◆ TASK DETAILS ◆
Rewrite the lines that follow, putting "box coordinates" wherever "bounding boxes" appears and changing nothing else. Omit the pictures from your version.

◆ GIVEN RECORDS ◆
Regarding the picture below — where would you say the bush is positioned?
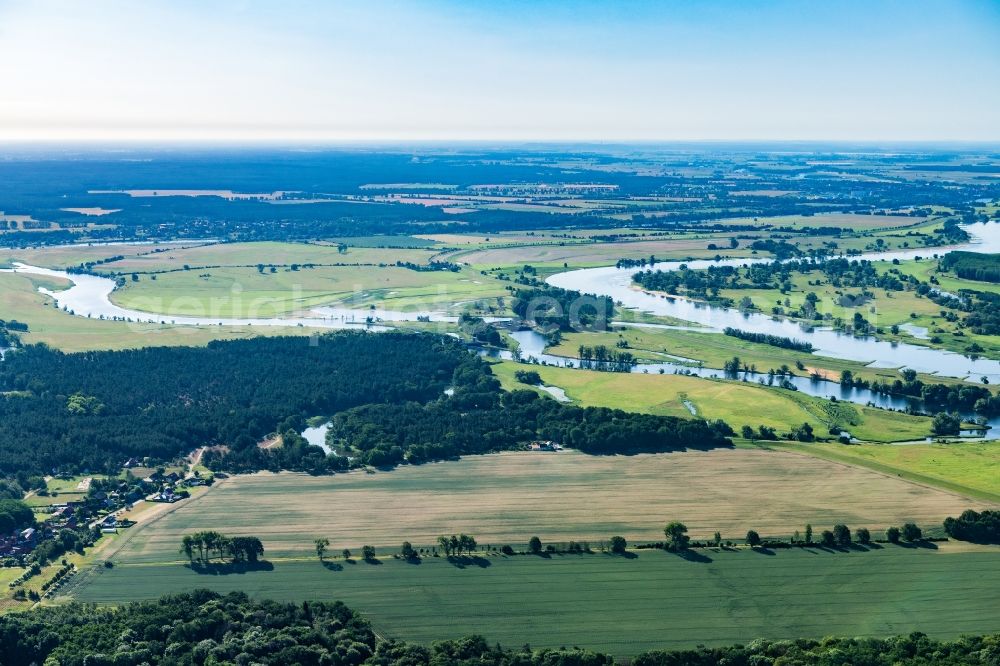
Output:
[514,370,542,386]
[944,509,1000,543]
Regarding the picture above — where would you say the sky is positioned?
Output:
[0,0,1000,142]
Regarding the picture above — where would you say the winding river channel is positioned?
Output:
[0,222,1000,439]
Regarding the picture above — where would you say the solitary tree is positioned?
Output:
[181,534,194,563]
[314,538,330,562]
[903,523,924,542]
[663,520,691,552]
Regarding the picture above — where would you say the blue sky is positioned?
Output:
[0,0,1000,141]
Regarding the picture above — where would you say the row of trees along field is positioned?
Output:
[329,376,733,466]
[0,590,1000,666]
[0,332,732,477]
[940,252,1000,283]
[0,332,470,476]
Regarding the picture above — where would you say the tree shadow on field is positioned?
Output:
[667,548,712,564]
[448,555,493,569]
[184,560,274,576]
[750,546,778,557]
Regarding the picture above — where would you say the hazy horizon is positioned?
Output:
[0,0,1000,145]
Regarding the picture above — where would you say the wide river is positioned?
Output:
[548,222,1000,383]
[0,222,1000,439]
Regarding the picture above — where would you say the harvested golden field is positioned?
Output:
[109,449,983,562]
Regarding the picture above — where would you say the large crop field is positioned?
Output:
[111,266,507,317]
[0,273,310,352]
[74,540,1000,655]
[493,358,931,442]
[80,449,983,563]
[780,441,1000,502]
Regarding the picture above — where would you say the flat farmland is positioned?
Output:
[450,236,750,266]
[0,241,204,268]
[100,241,432,272]
[71,540,1000,656]
[90,449,984,563]
[0,273,313,352]
[780,441,1000,501]
[493,358,931,442]
[111,266,507,317]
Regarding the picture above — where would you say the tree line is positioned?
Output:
[181,530,264,564]
[940,251,1000,283]
[328,368,733,466]
[7,590,1000,666]
[0,332,470,481]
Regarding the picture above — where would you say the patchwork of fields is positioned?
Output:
[82,449,976,563]
[75,540,1000,655]
[493,358,931,441]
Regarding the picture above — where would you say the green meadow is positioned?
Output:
[70,540,1000,656]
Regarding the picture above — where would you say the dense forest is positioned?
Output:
[941,252,1000,283]
[0,332,470,476]
[235,355,732,471]
[0,590,1000,666]
[0,332,731,480]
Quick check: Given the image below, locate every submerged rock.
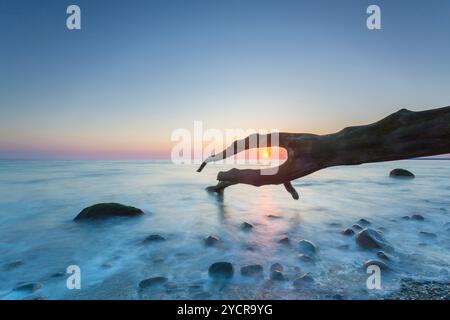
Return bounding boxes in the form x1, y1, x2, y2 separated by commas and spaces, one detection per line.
278, 237, 291, 245
363, 259, 389, 270
358, 219, 370, 227
139, 277, 169, 289
3, 259, 25, 271
293, 273, 314, 289
419, 231, 437, 238
389, 169, 414, 178
298, 240, 317, 254
298, 253, 314, 262
355, 228, 393, 251
377, 251, 391, 261
143, 234, 166, 243
241, 222, 253, 231
270, 262, 284, 272
411, 213, 425, 221
13, 282, 42, 293
270, 270, 287, 281
241, 264, 263, 276
74, 203, 144, 221
203, 236, 220, 247
341, 228, 355, 236
208, 261, 234, 279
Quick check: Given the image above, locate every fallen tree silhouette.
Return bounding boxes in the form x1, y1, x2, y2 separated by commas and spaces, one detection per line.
197, 106, 450, 199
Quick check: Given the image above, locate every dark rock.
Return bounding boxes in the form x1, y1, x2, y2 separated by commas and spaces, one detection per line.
419, 231, 437, 238
377, 251, 391, 261
3, 260, 25, 271
139, 277, 169, 289
358, 219, 370, 227
208, 262, 234, 279
363, 259, 389, 270
411, 214, 425, 221
355, 228, 393, 251
389, 169, 414, 178
241, 264, 263, 276
241, 222, 253, 231
293, 273, 314, 289
74, 203, 144, 221
203, 236, 220, 247
143, 234, 166, 243
270, 270, 286, 281
13, 282, 42, 293
298, 240, 317, 254
278, 237, 291, 244
341, 228, 355, 236
270, 262, 284, 272
298, 253, 314, 262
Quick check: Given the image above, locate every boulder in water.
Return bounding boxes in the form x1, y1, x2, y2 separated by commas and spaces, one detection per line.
389, 168, 414, 178
74, 203, 144, 221
298, 239, 317, 254
241, 264, 263, 276
355, 228, 393, 251
363, 259, 389, 270
139, 277, 169, 289
143, 234, 166, 244
208, 261, 234, 279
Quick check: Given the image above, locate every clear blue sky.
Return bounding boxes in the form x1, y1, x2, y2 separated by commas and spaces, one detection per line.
0, 0, 450, 159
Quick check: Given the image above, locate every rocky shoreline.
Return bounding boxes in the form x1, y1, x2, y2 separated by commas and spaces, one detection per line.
386, 278, 450, 300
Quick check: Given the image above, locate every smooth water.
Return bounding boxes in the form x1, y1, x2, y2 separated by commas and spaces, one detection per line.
0, 160, 450, 299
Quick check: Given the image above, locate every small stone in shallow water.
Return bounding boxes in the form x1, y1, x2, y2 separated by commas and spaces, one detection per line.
298, 239, 317, 254
74, 203, 144, 221
411, 214, 425, 221
241, 222, 253, 231
208, 261, 234, 279
270, 270, 286, 281
203, 236, 220, 246
358, 219, 370, 227
377, 251, 390, 260
3, 260, 25, 271
293, 273, 314, 289
363, 259, 389, 270
270, 262, 284, 272
355, 228, 393, 251
341, 228, 355, 236
389, 169, 414, 178
241, 264, 263, 276
143, 234, 166, 243
298, 253, 314, 262
419, 231, 437, 238
139, 277, 169, 289
13, 282, 42, 293
278, 237, 291, 244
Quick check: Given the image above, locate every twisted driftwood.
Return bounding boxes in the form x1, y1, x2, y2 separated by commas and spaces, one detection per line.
197, 106, 450, 199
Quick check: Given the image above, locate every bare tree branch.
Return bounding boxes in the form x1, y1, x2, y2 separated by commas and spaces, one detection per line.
197, 107, 450, 199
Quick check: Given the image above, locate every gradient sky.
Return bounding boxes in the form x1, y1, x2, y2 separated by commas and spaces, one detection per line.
0, 0, 450, 159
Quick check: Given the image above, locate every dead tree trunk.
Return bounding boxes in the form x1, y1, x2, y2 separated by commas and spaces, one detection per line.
197, 106, 450, 199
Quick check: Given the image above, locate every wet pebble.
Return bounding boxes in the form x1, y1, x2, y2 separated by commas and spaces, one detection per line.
139, 276, 169, 289
241, 264, 263, 276
341, 228, 355, 236
241, 222, 253, 231
298, 239, 317, 255
208, 261, 234, 279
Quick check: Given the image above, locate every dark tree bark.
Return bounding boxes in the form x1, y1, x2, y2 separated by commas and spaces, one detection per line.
197, 106, 450, 199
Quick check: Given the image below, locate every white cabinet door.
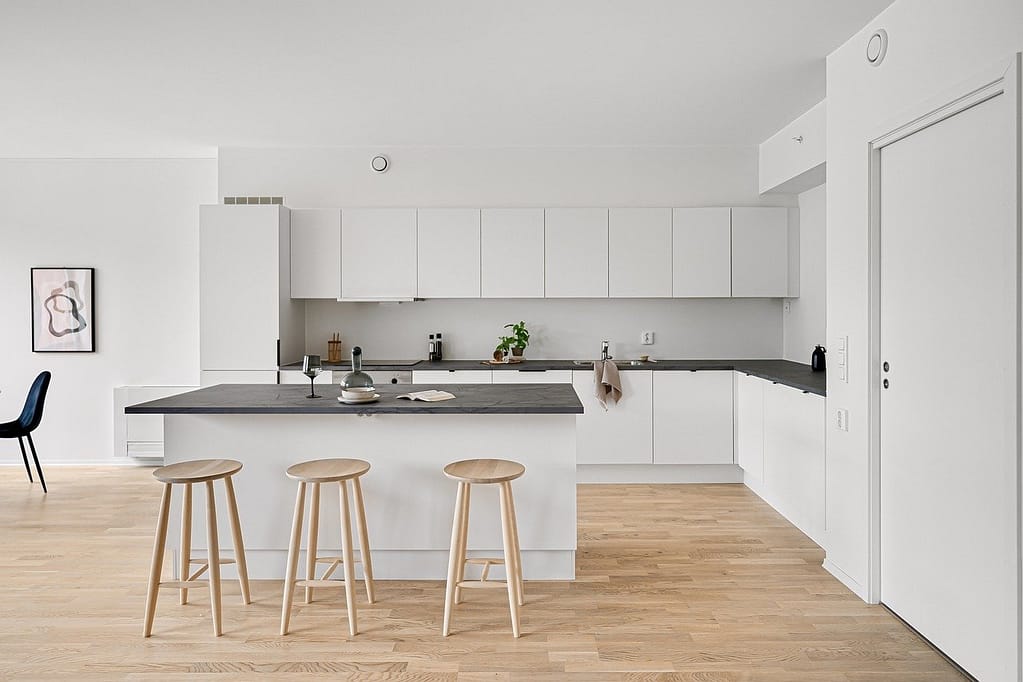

◆ ANSWER FOR THE TASK ◆
Regarding the picture below — where would you say the bush is positioned?
Output:
[514,370,542,386]
[944,509,1000,543]
Regarding the picture above — where would you say the sky is positioned?
Output:
[0,0,1000,142]
Regarding the picture above — where would you say the winding river channel is positioned?
Output:
[0,222,1000,439]
Regarding the picture above — where would you say the solitary tree is positioned?
Output:
[181,534,194,563]
[314,538,330,562]
[903,523,924,542]
[663,520,691,552]
Regarding the picture above — where would you say the blue sky is positioned?
Output:
[0,0,1000,141]
Regarding the picture above — where would you say the row of trees along field is positioned?
Output:
[329,376,733,466]
[0,590,1000,666]
[0,332,732,477]
[940,252,1000,283]
[0,332,470,476]
Regarding the picture above — where would you say the tree shadow on field is positioned?
Output:
[667,548,712,564]
[448,555,493,569]
[184,560,274,576]
[750,546,778,557]
Regarding the picture above — where would you say the hazy horizon is positioned?
Output:
[0,0,1000,145]
Regarding the picture above — where would you say the wide river is positioned?
Output:
[548,222,1000,383]
[0,222,1000,439]
Regarding the picture above — where would you say the harvested golden field is positioned?
Output:
[109,449,983,562]
Regarding the picture above — where would you say the large crop field is positioned?
Output:
[111,266,507,317]
[0,273,310,352]
[74,540,1000,655]
[493,358,931,442]
[80,449,983,563]
[780,441,1000,502]
Regarding the picture above — where would you say the flat farmland is positioned?
Output:
[450,236,750,266]
[0,241,204,268]
[100,241,432,272]
[71,540,1000,656]
[90,449,984,563]
[0,273,313,352]
[780,441,1000,501]
[493,358,931,442]
[111,266,507,317]
Regarding the picture above — where would you say the tree line is positioned?
Output:
[181,530,264,564]
[940,251,1000,283]
[328,368,733,466]
[7,590,1000,666]
[0,332,470,481]
Regarding the picture above — where would you say the patchwork of fields is positioned?
Output:
[82,449,976,563]
[75,540,1000,655]
[493,358,931,441]
Regarding the picture above — where would you say the green meadow is positioned?
Output:
[70,540,1000,656]
Regarding the picture above — where would you say the dense forest is positioned?
Output:
[941,252,1000,283]
[0,332,470,476]
[235,355,732,471]
[0,590,1000,666]
[0,332,731,480]
Quick check: Given the image below, locate every submerged rock.
Return box coordinates in the form x1, y1, x2, y2 separated by commas and spaces, one detection per line.
278, 237, 291, 245
363, 259, 389, 270
358, 219, 370, 227
139, 277, 169, 289
3, 259, 25, 271
293, 273, 314, 289
419, 231, 437, 238
389, 169, 414, 178
298, 240, 317, 254
298, 253, 314, 262
355, 228, 393, 251
377, 251, 391, 261
143, 234, 166, 243
241, 222, 253, 231
270, 262, 284, 272
411, 213, 425, 221
13, 282, 42, 293
270, 270, 287, 281
241, 264, 263, 276
74, 203, 144, 221
203, 236, 220, 247
341, 228, 355, 236
208, 261, 234, 279
Quick check: Given the image above, locate every fallen tree silhouette.
Return box coordinates in the form x1, y1, x2, y2 separated by commas and spaces, one detection per line.
197, 106, 450, 199
Quick check: Given the image above, locate every dark rock.
Return box coordinates in the form x1, y1, x2, y2 separated by commas and spaces, one detection per line.
419, 231, 437, 238
377, 251, 391, 261
3, 260, 25, 271
139, 277, 169, 289
358, 219, 370, 227
208, 262, 234, 279
363, 259, 389, 270
411, 214, 425, 221
355, 228, 393, 251
389, 169, 414, 178
241, 264, 263, 276
241, 222, 253, 231
293, 273, 314, 289
74, 203, 144, 221
203, 236, 220, 247
143, 234, 166, 243
270, 270, 286, 281
13, 282, 42, 293
298, 240, 317, 254
278, 237, 291, 244
341, 228, 355, 236
270, 262, 284, 272
298, 253, 314, 262
Quick check: Given the image above, locate every boulder in water.
Return box coordinates in the form x1, y1, x2, y2 separated by commas and spaces, one detection per line.
389, 168, 414, 178
74, 203, 144, 221
298, 239, 317, 254
241, 264, 263, 276
355, 228, 393, 251
363, 259, 389, 270
139, 277, 169, 289
143, 234, 166, 244
208, 261, 234, 279
Quick check: Given the image above, locate every clear blue sky.
Return box coordinates in the form x1, y1, x2, y2 separated by commas and spaces, one detection per line.
0, 0, 450, 159
Quick check: Given the image above, locate every rocky shoreline.
Return box coordinates in the form x1, y1, x2, y2 separated by commas and spaces, one detection per line.
386, 278, 450, 300
Quick check: Given the image above, locate every smooth water.
Return box coordinates in the form x1, y1, x2, y2 separated by commas and spaces, one detection per line.
0, 160, 450, 299
Quick check: Given the image above, locate every small stone in shallow water.
Return box coordinates in the form x1, y1, x2, y2 separated by commas and spaces, one detection per line.
298, 239, 317, 254
74, 203, 144, 221
411, 214, 425, 221
241, 222, 253, 231
208, 261, 234, 279
270, 270, 286, 281
203, 236, 220, 246
358, 219, 370, 227
377, 251, 390, 260
3, 260, 25, 271
293, 273, 314, 289
363, 259, 389, 270
270, 262, 284, 272
355, 228, 393, 251
341, 228, 355, 236
389, 169, 414, 178
241, 264, 263, 276
143, 234, 166, 243
298, 253, 314, 262
419, 231, 437, 238
139, 277, 169, 289
13, 282, 42, 293
278, 237, 291, 244
Quick check: Given the image above, locate every twisted driftwood.
Return box coordinates in the form x1, y1, x2, y2 separated by commas and spaces, one detection per line.
197, 106, 450, 199
Quick check: Given the image above, locate every bare tree branch.
Return box coordinates in the form x1, y1, x2, y2 separated by commas and spaces, one detection per line.
197, 107, 450, 199
Quick check: Given the image above, locate every gradient sky.
Return box coordinates in the form x1, y1, x2, y2 separated by commas and spaces, one detection per line.
0, 0, 450, 159
Quick check: Given the image above, locate every dead tree trunk.
Return box coordinates in the form x1, y1, x2, y2 separated by commas and spaces, one detection per line.
197, 106, 450, 199
Quick check: Given the image above, locate every wet pebble.
Return box coordinates in the form x1, y1, x2, y2 separated by commas and spaces, one detection per line.
139, 276, 169, 289
241, 264, 263, 276
341, 228, 355, 236
241, 222, 253, 231
298, 239, 317, 255
208, 261, 234, 279
Quick check: Given the image above, locate every dark tree bark.
Return box coordinates in the form x1, y1, x2, y2 separated by commas and spaces, one detection per line.
197, 106, 450, 199
Quick check: Given the image below, locate every white cabinet door.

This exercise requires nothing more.